-- Texto proporcionado --
_____

Millones y millones de segundos sin mamá Geno  

En la fiesta de su cumpleaños 90, doña Geno, con su nuera, Gloria Luz Duque, quien pintó el óleo que las acompaña. Hace presencia contundente la máquina Singer que nos dejó en herencia a sus hijos.

Por Óscar Domínguez G.

El primer recuerdo que tengo de mamá Geno – nacida un día como hoy  8 de noviembre hace 102 años- se remonta a nuestra casa de Versalles, corregimiento de Santa Bárbara, Antioquia. Tendría yo unos tres o cuatro años. La veo en la inmensa huerta recogiendo vitorias, fruta que mezclaba con los frisoles y que preparaba en exótico dulce.

En esa huerta sin fin para mis ojos asombrados de niño, un espantapájaros hacía todo lo posible por evitar que las aves se comieran los frutos que creíamos escriturados para nosotros. Mi contacto con ese espantapájaros fue mi primer diálogo con la vida.

Los recuerdos de mi madre son más intensos cuando me remito a nuestra vida en el barrio Aranjuez, en Medellín. Después de las seis de la tarde teníamos que estar recogidos los seis hermanos para comer los inevitables frisoles, rezar el kilométrico rosario en familia y leer algún libro. O escuchar  radionovelas, como Lejos del Nido. Leía  la madre, o nos ponía a leer a sus polluelos. Rosa de Tanemburgo (?) y Genoveva de Brabante, son dos de los libros que leímos en grupo. El porqué escogió precisamente doña Geno esas novelas  es algo que nunca supe.  

Hicimos una escala técnica de un año en La Estrella donde estudiamos uno o dos años de primaria.
Mi mamá no sólo me prestó durante nueve cómodos y tibios meses su hábitat de cinco estrellas para crecer «y tamborilear» dentro de ella. Con esas tempranas lecturas y las noches de radio me señaló el camino del trabajo con el «que ganaría la vida»: el periodismo. 

Fiel lectora de periódicos y de todo lo que caía en sus manos, fue una de mis más fervorosas y críticas lectoras.   Nunca  se excedió en el empleo de adjetivos. Adular no fue su fuerte. Había que leer sus elogios en su escasa sonrisa. Claro que el final me dijo sin mucha poesía: “No lo volví a leer, mijo: usted escribe muy enredado”.

_____

-- Requisitos del ejercicio --
#1 En el texto sobre mamá Geno, ¿qué fruta recogía ella en la huerta de la casa de Versalles?
#2 Por favor, enumera las actividades que hacían los hermanos después de las seis de la tarde en el barrio Aranjuez, según el texto sobre mamá Geno.

_____

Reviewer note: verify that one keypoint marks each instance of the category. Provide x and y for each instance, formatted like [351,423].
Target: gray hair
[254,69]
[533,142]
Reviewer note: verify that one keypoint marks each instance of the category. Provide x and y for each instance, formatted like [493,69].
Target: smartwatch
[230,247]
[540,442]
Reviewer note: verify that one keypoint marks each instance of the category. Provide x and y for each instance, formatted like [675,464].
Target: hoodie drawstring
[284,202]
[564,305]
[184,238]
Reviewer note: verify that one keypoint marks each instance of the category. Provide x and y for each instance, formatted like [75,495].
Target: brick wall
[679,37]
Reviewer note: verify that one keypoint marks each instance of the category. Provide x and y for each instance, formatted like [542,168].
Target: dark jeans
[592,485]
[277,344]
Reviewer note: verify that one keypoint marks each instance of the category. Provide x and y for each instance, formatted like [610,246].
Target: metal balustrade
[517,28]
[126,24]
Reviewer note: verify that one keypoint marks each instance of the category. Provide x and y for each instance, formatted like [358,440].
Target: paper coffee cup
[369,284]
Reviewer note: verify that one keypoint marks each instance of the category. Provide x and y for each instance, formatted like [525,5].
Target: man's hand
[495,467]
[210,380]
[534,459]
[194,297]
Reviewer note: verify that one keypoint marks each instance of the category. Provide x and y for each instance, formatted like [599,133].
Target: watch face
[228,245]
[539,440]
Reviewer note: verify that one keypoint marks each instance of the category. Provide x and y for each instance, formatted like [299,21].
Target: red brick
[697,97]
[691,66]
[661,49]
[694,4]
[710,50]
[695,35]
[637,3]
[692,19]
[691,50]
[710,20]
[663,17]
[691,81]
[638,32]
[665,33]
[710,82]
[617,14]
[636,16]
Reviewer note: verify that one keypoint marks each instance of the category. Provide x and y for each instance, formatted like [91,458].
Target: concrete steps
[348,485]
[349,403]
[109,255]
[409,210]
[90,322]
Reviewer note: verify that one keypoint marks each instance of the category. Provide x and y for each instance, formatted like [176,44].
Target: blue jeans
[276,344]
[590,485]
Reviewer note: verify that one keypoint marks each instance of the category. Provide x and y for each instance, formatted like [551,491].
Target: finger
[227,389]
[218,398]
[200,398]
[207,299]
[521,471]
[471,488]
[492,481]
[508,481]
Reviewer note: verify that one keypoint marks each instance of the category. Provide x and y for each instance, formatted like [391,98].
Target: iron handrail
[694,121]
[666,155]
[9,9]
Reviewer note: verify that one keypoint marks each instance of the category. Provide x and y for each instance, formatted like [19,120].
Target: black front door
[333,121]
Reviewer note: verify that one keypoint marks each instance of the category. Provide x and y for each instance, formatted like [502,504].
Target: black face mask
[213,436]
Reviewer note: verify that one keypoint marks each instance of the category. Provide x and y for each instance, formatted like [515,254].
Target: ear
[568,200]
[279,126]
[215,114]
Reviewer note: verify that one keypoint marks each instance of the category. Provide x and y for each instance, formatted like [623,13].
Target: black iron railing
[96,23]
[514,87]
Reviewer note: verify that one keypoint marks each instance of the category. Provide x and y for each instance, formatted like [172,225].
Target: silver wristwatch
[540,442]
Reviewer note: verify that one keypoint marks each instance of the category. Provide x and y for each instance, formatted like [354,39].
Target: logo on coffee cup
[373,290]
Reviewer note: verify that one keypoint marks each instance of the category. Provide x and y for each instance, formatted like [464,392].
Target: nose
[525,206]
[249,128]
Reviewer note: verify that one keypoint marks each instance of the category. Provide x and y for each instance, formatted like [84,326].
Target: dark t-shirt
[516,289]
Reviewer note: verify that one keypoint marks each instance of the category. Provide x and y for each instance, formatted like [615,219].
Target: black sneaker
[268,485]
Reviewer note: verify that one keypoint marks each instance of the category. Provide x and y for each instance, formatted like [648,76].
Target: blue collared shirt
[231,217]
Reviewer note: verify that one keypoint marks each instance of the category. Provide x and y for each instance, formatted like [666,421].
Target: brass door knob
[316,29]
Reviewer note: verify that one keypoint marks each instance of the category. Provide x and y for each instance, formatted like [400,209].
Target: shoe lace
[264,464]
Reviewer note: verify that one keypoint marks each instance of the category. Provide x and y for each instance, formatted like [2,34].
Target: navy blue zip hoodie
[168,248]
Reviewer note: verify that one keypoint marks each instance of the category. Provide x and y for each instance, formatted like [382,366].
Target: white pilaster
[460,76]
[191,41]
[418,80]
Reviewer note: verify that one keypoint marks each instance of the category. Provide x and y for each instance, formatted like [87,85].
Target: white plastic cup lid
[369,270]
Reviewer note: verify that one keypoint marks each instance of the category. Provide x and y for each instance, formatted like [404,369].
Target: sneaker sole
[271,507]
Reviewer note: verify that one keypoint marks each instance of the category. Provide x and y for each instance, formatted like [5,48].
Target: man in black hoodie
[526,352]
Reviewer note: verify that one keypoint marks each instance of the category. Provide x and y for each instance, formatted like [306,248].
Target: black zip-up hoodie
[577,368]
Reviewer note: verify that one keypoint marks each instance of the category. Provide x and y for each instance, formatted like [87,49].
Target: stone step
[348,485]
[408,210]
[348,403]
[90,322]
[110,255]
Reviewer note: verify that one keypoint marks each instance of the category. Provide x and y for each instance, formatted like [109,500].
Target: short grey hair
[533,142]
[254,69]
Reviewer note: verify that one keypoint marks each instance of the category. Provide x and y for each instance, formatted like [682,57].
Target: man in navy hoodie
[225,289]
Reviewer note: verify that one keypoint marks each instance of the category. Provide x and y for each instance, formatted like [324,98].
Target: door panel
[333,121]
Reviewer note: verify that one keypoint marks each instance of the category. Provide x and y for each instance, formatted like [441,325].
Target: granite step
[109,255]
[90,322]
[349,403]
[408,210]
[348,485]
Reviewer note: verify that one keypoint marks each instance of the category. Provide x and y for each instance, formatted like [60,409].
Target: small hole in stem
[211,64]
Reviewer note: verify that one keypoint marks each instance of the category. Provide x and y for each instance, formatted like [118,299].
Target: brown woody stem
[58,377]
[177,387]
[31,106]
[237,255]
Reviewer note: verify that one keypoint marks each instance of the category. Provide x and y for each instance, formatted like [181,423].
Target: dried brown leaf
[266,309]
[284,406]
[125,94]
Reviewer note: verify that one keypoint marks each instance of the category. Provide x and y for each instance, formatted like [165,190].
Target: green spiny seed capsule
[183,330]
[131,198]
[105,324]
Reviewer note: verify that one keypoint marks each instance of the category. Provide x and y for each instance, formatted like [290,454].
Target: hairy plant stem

_____

-- Respuestas por tarea --
#1 Vitorias.

#2
- Comer los frisoles.
- Rezar el rosario en familia.
- Leer algún libro.
- Escuchar radionovelas, como Lejos del Nido.